▶ [Problem statement] Please write out the rows below again, changing every "instance" to "object" and leaving everything else as it is. Omit the pictures.

▶ [Record set]

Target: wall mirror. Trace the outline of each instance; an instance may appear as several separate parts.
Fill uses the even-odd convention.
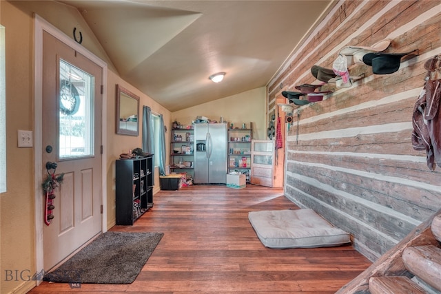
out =
[[[116,134],[139,134],[139,97],[116,85]]]

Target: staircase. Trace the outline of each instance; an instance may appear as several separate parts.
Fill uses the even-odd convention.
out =
[[[441,210],[337,293],[441,293]]]

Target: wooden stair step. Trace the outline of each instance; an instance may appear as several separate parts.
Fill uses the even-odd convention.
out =
[[[402,258],[409,272],[441,291],[441,249],[433,245],[409,246]]]
[[[431,229],[436,240],[438,242],[441,242],[441,215],[438,215],[433,218]]]
[[[426,293],[422,288],[404,276],[371,277],[369,285],[371,294]]]

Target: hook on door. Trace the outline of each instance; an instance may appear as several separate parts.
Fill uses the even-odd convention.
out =
[[[55,170],[57,169],[57,167],[58,166],[58,165],[57,164],[57,162],[52,162],[51,161],[48,161],[46,162],[46,169],[48,170],[48,174],[49,174],[50,175],[53,175],[55,174]],[[53,169],[54,172],[51,173],[50,170]]]

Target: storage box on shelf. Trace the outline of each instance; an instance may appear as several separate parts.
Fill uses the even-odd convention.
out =
[[[253,137],[252,123],[247,127],[228,129],[228,174],[240,171],[249,182],[251,176],[251,141]]]
[[[227,175],[227,187],[229,188],[242,189],[247,186],[245,175]]]
[[[116,222],[132,225],[153,207],[153,156],[116,161]]]
[[[172,129],[170,170],[194,176],[194,129],[193,126]]]
[[[159,181],[161,182],[161,190],[178,190],[181,187],[181,174],[170,174],[168,176],[161,176]]]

▶ [Output for this exercise]
Target: wall mirror. Trace the outline of each object; an object may appear as several separate parts.
Fill uses the even-odd convention.
out =
[[[116,134],[139,134],[139,97],[116,85]]]

Target: staircase. Trace the outline of each object; an object may appear as several separate parts.
Fill uses the even-odd convention.
out =
[[[441,210],[337,293],[441,293]]]

Target: wooden stair step. Trace the outline of each object; an object may appear as several separate parts.
Fill uses the even-odd convention.
out =
[[[402,258],[409,272],[441,291],[441,249],[433,245],[409,246]]]
[[[431,229],[436,240],[438,242],[441,242],[441,215],[438,215],[433,218]]]
[[[426,293],[422,288],[404,276],[371,277],[369,285],[371,294]]]

Target: hook on door. Trace the outline of each object; an object may appear as several separate parts.
Fill uses the even-odd convention.
out =
[[[55,170],[57,169],[57,167],[58,166],[58,165],[57,164],[57,162],[52,162],[51,161],[48,161],[46,162],[46,169],[48,170],[48,174],[49,174],[50,175],[53,175],[55,174]],[[53,169],[54,172],[51,173],[50,170]]]

Target: storage box on shelf. Trace the outline of each object; an object may appear as several separate parts.
Fill uses the even-odd convention.
out =
[[[253,137],[252,123],[247,127],[228,129],[228,174],[240,171],[249,182],[251,176],[251,141]]]
[[[227,175],[227,187],[229,188],[242,189],[247,186],[245,175]]]
[[[116,222],[132,225],[153,207],[153,156],[116,161]]]
[[[172,129],[170,170],[194,176],[194,129],[193,126]]]
[[[159,181],[161,182],[161,190],[178,190],[181,187],[181,174],[170,174],[168,176],[161,176]]]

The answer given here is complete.